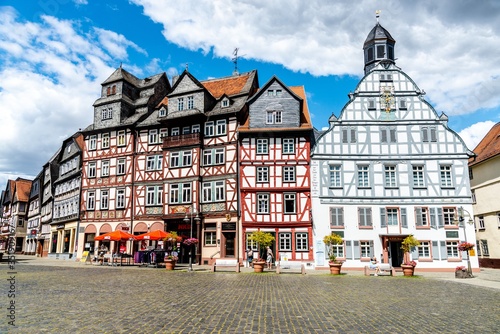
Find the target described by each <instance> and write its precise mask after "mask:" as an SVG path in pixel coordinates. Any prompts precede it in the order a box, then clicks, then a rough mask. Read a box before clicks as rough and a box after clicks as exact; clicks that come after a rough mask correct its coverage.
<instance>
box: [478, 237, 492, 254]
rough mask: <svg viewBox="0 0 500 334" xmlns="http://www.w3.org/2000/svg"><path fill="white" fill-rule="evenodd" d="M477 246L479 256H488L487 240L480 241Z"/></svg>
mask: <svg viewBox="0 0 500 334" xmlns="http://www.w3.org/2000/svg"><path fill="white" fill-rule="evenodd" d="M479 245H480V246H481V254H482V255H483V256H490V251H489V249H488V240H486V239H481V242H480V244H479Z"/></svg>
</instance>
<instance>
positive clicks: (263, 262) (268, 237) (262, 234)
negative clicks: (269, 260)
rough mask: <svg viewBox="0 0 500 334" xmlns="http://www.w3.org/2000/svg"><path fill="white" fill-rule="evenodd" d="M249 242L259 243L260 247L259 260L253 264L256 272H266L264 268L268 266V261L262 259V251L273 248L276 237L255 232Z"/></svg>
.....
— Task details —
Restate word for word the lines above, beginning with the one that contains "</instance>" and ending with the last line.

— Written reply —
</instance>
<instance>
positive clicks: (263, 262) (268, 237) (262, 234)
negative clicks: (269, 260)
rough mask: <svg viewBox="0 0 500 334" xmlns="http://www.w3.org/2000/svg"><path fill="white" fill-rule="evenodd" d="M249 242L259 243L260 247L259 260L253 264L256 272H266L264 268L268 266V261L262 259V251L273 248L276 237L255 232Z"/></svg>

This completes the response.